--- Working data Enclosed Below ---

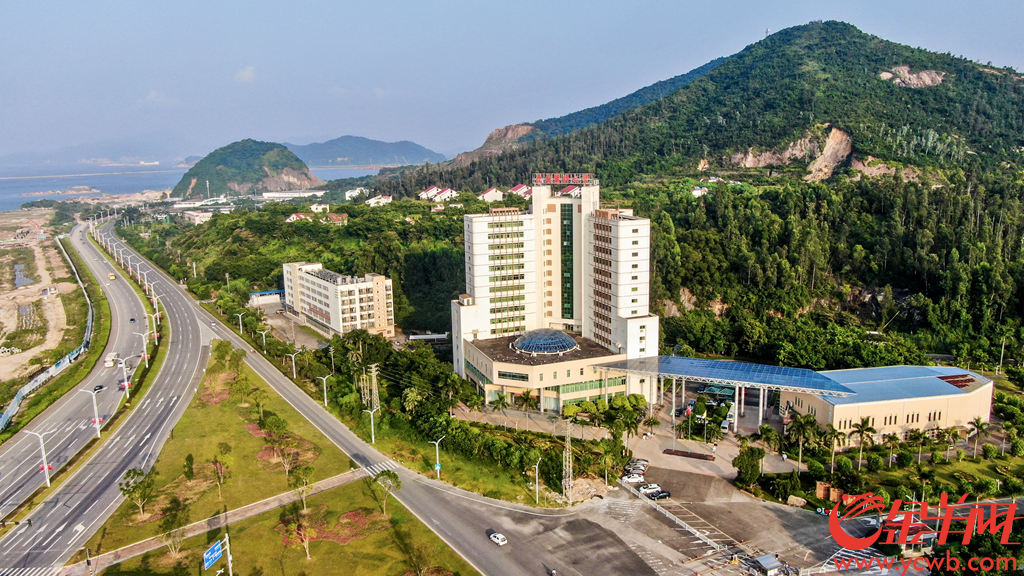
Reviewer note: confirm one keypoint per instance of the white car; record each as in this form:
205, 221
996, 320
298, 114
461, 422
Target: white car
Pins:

--- End of Enclosed Working data ---
--- Working data Enclosed Below ---

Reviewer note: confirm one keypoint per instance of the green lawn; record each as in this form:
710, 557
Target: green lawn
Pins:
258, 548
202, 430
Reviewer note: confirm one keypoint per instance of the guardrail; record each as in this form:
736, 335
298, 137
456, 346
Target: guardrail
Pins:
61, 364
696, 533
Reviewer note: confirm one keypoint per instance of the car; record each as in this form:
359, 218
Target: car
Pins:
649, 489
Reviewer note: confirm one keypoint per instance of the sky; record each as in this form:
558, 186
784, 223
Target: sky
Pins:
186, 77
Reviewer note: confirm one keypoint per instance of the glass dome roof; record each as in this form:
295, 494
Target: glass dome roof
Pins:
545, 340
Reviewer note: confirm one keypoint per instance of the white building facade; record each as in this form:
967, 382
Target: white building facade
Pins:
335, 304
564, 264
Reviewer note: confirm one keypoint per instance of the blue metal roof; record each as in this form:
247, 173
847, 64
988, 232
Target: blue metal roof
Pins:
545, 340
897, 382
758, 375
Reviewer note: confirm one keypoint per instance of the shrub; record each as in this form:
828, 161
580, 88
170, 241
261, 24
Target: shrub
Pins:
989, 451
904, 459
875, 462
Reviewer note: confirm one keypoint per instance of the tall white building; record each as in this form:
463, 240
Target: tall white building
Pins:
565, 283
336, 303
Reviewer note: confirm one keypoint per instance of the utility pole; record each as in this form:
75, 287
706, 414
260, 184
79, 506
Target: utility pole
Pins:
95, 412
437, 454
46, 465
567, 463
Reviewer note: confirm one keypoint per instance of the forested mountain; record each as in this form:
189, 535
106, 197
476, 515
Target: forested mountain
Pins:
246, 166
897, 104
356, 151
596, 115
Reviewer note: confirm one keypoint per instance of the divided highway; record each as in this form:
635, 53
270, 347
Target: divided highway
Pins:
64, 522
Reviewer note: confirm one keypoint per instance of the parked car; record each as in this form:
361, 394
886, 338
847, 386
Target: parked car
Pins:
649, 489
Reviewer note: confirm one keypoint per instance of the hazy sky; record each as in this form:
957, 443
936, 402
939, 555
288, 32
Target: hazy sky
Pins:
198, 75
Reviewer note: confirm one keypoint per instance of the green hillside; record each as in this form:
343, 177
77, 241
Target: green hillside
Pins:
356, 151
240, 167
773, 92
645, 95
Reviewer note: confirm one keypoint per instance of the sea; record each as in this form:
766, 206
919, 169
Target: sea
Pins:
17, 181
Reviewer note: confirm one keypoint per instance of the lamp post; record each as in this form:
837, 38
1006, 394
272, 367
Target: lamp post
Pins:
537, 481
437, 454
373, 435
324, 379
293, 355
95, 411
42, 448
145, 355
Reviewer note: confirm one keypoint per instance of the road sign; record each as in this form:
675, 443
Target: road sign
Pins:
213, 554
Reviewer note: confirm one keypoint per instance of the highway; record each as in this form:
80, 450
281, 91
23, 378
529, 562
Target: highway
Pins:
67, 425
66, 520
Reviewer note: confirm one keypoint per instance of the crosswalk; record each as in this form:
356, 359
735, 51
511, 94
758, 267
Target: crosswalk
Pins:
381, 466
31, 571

--- End of Enclosed Working data ---

Problem description: Your answer should consist of all lines above that include the string "metal".

Final answer:
Reviewer note: confirm one keypoint per instance of the blue metal roof; record each as in this form:
Target: blue metal roof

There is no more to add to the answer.